EXERCISE REQUIREMENTS: In the Python string text below, which numbers appear more than once in list_of_numbers? List each one.

SOURCE TEXT:
Since sets hold unique collections of elements, you can use the set type conversion function to remove duplicates from a list.

>>> list_of_numbers = [1, 2, 1, 3, 4, 8, 11, 4, 5, 8]
>>> set(list_of_numbers)
{1, 2, 3, 4, 5, 8, 11}

6.5. Formatting Strings

This book is aimed at aspiring web developers, so much of our focus will be on creating dynamic web pages using Python. Web pages are stored in text files, which are essentially files containing a string of text. The ability to process and format text is quite important to us. That’s what this section is about.

6.6. The format method for strings

The easiest and most powerful way to format a string in Python 3 is to use the format method.

>>> "His name is {0}!".format("Arthur")
'His name is Arthur!'
>>> name = "Alice"
>>> age = 10
>>> "I am {0} and I am {1} years old.".format(name, age)

DATA SHOWN:

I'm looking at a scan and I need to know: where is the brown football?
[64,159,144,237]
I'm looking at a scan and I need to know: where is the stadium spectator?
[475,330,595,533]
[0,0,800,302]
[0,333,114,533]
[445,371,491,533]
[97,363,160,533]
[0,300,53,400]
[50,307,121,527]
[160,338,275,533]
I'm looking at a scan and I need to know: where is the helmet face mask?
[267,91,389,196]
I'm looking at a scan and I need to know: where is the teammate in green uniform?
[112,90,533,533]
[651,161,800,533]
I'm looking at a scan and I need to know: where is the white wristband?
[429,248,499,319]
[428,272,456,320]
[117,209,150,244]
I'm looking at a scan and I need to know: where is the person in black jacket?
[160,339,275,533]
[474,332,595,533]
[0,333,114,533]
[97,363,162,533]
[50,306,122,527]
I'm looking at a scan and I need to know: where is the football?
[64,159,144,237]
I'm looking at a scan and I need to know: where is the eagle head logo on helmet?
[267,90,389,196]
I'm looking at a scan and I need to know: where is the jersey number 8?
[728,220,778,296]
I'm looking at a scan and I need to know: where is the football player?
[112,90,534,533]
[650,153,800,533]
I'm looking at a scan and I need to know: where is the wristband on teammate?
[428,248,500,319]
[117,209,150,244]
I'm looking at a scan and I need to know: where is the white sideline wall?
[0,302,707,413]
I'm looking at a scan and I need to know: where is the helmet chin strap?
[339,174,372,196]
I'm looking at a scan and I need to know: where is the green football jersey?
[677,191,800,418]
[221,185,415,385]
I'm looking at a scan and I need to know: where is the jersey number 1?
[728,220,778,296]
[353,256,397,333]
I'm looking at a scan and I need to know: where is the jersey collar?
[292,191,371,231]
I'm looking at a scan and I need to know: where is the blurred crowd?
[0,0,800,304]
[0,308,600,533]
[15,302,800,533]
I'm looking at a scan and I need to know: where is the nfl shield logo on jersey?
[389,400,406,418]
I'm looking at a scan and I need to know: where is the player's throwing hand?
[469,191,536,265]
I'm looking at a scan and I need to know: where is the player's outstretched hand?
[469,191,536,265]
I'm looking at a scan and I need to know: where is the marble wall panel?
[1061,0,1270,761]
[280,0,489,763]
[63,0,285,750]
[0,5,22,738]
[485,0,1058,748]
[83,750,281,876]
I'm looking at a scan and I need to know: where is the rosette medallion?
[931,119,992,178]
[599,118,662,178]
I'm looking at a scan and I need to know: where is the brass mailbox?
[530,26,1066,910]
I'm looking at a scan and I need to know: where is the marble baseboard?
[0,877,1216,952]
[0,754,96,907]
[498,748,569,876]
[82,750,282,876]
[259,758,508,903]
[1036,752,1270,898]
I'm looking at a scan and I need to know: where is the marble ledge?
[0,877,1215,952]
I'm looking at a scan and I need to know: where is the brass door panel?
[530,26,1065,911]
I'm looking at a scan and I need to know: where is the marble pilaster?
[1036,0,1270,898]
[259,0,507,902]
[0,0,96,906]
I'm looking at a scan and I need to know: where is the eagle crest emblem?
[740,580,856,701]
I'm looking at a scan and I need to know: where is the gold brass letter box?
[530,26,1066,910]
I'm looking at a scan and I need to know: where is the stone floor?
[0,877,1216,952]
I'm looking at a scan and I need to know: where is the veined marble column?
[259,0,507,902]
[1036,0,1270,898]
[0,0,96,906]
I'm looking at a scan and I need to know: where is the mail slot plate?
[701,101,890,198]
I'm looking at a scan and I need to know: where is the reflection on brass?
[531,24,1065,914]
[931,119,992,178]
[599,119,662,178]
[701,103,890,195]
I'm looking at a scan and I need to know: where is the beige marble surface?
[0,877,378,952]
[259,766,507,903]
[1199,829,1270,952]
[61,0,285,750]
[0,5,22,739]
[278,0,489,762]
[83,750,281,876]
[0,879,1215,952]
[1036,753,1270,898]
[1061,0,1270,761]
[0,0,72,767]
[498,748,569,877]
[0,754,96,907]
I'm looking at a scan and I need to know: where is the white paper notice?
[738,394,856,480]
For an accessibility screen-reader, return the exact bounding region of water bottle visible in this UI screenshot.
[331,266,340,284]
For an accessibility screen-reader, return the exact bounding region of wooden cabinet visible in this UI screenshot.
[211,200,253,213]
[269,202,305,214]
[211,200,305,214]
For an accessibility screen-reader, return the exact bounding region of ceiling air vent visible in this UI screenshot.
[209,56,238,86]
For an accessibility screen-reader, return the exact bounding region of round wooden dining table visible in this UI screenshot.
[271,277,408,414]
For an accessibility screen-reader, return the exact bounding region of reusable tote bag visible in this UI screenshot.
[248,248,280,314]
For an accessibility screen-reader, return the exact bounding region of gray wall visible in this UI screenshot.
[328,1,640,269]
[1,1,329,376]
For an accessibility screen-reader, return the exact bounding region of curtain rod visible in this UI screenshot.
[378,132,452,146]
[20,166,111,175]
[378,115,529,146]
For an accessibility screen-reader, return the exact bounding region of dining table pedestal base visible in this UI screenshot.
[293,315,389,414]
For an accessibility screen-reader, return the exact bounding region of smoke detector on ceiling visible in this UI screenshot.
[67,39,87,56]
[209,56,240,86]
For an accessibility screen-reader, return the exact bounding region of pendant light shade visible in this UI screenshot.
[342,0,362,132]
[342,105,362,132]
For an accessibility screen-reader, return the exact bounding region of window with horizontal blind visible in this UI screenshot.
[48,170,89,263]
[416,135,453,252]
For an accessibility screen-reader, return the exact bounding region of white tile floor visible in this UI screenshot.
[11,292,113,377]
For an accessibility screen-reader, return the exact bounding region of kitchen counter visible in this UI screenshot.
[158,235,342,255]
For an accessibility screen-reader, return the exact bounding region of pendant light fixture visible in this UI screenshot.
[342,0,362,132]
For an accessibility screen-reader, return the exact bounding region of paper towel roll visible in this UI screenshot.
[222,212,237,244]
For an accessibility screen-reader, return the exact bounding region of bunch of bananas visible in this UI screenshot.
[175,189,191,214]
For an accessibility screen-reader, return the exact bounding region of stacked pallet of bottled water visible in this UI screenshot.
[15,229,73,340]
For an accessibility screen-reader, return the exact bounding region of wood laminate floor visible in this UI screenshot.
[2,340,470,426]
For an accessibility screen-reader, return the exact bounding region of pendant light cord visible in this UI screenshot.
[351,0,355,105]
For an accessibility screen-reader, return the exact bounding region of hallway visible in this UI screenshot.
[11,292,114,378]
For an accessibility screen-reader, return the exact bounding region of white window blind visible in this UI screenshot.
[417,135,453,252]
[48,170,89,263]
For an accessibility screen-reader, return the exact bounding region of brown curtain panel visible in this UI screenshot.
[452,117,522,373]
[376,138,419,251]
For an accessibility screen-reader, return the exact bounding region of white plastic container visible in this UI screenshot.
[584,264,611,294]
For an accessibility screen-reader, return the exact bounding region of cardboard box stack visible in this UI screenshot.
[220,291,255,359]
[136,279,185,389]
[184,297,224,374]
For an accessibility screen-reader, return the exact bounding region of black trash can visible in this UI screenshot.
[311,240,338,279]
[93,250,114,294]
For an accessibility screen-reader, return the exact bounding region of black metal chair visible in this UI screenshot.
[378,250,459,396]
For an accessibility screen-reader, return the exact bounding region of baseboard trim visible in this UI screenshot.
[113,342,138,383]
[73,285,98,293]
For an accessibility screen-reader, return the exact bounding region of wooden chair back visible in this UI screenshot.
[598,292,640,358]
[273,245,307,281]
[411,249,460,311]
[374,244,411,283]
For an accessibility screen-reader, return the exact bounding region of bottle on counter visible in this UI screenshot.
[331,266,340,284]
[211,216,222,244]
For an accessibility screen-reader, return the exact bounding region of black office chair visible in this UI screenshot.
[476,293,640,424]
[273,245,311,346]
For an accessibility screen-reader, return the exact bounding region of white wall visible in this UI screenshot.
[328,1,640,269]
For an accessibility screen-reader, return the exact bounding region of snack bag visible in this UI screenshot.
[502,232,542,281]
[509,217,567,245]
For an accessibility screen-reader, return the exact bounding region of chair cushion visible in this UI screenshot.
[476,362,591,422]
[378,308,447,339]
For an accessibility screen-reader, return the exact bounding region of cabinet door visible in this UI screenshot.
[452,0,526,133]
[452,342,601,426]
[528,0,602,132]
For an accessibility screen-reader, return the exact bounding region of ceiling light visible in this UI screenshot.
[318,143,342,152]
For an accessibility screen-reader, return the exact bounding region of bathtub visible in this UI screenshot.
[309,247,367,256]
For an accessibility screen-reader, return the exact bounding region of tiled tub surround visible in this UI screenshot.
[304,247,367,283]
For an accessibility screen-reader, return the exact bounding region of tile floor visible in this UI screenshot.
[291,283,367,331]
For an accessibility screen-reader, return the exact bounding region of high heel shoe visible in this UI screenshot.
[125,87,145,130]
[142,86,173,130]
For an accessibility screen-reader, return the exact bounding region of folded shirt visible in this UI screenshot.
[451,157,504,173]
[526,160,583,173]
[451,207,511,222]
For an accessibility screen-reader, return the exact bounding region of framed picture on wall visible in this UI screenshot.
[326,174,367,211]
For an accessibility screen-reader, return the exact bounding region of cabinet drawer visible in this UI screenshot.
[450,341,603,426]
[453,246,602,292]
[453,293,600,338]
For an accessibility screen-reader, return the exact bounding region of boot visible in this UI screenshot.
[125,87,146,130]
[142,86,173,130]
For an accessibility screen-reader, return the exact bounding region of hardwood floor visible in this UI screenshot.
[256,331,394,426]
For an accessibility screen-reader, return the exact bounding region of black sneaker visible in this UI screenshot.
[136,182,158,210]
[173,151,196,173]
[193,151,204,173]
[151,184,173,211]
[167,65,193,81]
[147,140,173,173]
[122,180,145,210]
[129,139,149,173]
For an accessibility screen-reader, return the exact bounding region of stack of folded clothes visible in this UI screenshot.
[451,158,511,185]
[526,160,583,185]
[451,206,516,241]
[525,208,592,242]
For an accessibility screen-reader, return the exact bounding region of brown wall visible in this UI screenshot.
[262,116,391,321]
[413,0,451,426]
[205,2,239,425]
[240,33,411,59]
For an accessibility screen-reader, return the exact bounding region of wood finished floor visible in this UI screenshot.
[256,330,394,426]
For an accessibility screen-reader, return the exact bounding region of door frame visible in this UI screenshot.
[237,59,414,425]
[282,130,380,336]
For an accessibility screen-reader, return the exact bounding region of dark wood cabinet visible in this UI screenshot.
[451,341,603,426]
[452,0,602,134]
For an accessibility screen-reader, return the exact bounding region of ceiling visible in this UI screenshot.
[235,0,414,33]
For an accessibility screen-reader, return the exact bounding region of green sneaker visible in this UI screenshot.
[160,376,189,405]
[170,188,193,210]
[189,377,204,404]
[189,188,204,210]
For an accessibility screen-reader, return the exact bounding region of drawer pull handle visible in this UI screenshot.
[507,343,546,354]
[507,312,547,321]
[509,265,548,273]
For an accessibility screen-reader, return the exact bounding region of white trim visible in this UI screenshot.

WRITTEN ANSWER: 1, 4, 8